> [TASK]
Could you render the items below, from the line containing "Isolate the water surface here." through the end of the items, as a Markdown table with the columns "No." and "Entry", numbering each row and omitting blank lines?

> [INFORMATION SHOWN]

** Begin **

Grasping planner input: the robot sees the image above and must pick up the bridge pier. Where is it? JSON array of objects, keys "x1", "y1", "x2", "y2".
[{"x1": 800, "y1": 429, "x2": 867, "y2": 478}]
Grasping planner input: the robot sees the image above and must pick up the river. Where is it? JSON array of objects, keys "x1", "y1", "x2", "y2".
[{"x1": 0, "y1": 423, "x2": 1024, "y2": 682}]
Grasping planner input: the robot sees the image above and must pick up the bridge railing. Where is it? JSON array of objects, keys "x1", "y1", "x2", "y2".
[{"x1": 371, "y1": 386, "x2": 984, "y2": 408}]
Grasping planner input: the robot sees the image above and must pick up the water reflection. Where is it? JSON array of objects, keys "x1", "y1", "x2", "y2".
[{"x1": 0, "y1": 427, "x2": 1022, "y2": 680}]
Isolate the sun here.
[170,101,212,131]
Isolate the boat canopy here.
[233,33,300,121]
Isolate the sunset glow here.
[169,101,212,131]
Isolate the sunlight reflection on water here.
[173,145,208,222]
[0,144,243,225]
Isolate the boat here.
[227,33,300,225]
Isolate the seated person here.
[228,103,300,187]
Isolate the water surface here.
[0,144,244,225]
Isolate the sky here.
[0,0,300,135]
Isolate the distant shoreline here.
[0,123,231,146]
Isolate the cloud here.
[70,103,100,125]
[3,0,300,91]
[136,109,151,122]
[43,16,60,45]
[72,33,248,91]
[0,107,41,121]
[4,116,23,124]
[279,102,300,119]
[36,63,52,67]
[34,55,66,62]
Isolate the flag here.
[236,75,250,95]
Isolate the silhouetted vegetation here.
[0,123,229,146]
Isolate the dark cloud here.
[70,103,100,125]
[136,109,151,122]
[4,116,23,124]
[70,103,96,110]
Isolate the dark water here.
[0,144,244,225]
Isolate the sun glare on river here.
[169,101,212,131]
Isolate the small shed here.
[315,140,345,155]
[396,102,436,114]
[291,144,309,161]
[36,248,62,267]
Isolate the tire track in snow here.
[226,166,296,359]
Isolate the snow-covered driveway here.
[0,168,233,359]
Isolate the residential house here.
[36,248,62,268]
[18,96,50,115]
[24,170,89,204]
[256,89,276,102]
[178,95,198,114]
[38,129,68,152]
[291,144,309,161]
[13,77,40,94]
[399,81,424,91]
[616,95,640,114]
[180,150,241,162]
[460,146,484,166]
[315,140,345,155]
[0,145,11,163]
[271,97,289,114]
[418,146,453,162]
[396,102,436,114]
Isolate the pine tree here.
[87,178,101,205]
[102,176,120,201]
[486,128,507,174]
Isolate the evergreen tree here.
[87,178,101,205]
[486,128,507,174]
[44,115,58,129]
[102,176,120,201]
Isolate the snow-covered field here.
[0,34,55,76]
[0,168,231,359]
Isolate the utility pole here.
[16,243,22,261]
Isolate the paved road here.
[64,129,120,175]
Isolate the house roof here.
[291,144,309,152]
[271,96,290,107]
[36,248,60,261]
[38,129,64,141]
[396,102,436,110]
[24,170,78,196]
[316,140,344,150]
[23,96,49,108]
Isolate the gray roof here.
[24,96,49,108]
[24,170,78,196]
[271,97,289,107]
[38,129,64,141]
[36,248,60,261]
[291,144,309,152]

** End **

> [ANSWER]
| No. | Entry |
|---|---|
| 1 | Isolate the water surface here. |
| 2 | [0,144,244,225] |
| 3 | Isolate the sky here. |
| 4 | [0,0,300,135] |
| 5 | Isolate the distant shoreline here. |
| 6 | [0,123,231,146] |
| 7 | Isolate the cloud here. |
| 8 | [70,103,100,125] |
| 9 | [3,0,300,91] |
| 10 | [136,109,151,122] |
| 11 | [43,16,60,45] |
| 12 | [72,33,248,91] |
| 13 | [0,107,41,121] |
| 14 | [4,116,23,124] |
| 15 | [279,102,300,119] |
| 16 | [36,63,52,67] |
| 17 | [34,55,66,62] |
| 18 | Isolate the flag here. |
| 19 | [236,75,250,95] |
| 20 | Isolate the silhouetted vegetation here. |
| 21 | [0,123,229,146] |
| 22 | Isolate the dark cloud here. |
| 23 | [70,103,100,125] |
| 24 | [136,109,151,122] |
| 25 | [4,116,23,124] |
| 26 | [70,103,96,110] |
| 27 | Isolate the dark water here. |
| 28 | [0,144,244,225] |
| 29 | Isolate the sun glare on river here. |
| 30 | [169,101,212,131] |
| 31 | Isolate the small shed here. |
| 32 | [315,140,345,155] |
| 33 | [396,102,436,114] |
| 34 | [291,144,309,161] |
| 35 | [36,248,62,267] |
| 36 | Isolate the tire track in snow here. |
| 37 | [226,166,296,359] |
| 38 | Isolate the snow-covered driveway here. |
| 39 | [0,168,233,359] |
| 40 | Isolate the residential house here. |
| 41 | [36,248,62,268] |
| 42 | [18,96,50,115] |
| 43 | [24,170,89,204] |
| 44 | [256,89,276,102] |
| 45 | [178,95,198,114] |
| 46 | [38,129,68,152] |
| 47 | [291,144,309,161] |
| 48 | [13,77,40,94] |
| 49 | [399,81,424,91] |
| 50 | [616,95,640,114] |
| 51 | [180,150,241,162] |
| 52 | [460,146,484,166] |
| 53 | [315,140,345,155] |
| 54 | [0,145,11,163] |
| 55 | [271,97,289,114] |
| 56 | [418,146,453,162] |
| 57 | [396,102,436,114] |
| 58 | Isolate the pine tree here. |
| 59 | [87,178,101,205] |
| 60 | [102,176,120,201] |
| 61 | [486,128,507,174] |
| 62 | Isolate the evergreen tree here. |
| 63 | [87,178,101,205] |
| 64 | [486,128,507,174] |
| 65 | [44,115,58,129] |
| 66 | [102,176,120,201] |
| 67 | Isolate the snow-covered field here. |
| 68 | [0,34,55,76] |
| 69 | [0,168,231,359] |
| 70 | Isolate the utility pole here. |
| 71 | [16,243,22,261] |
| 72 | Isolate the paved road here. |
| 73 | [64,129,120,175] |
| 74 | Isolate the house roof here. |
| 75 | [291,144,309,152] |
| 76 | [271,96,290,107] |
| 77 | [36,248,60,261] |
| 78 | [38,129,64,141] |
| 79 | [396,102,436,110] |
| 80 | [24,170,78,196] |
| 81 | [316,140,344,150] |
| 82 | [23,96,49,108] |
| 83 | Isolate the gray roof here. |
| 84 | [24,96,49,108] |
| 85 | [24,170,78,196] |
| 86 | [271,97,289,107] |
| 87 | [38,129,64,141] |
| 88 | [36,248,60,261] |
| 89 | [291,144,309,152] |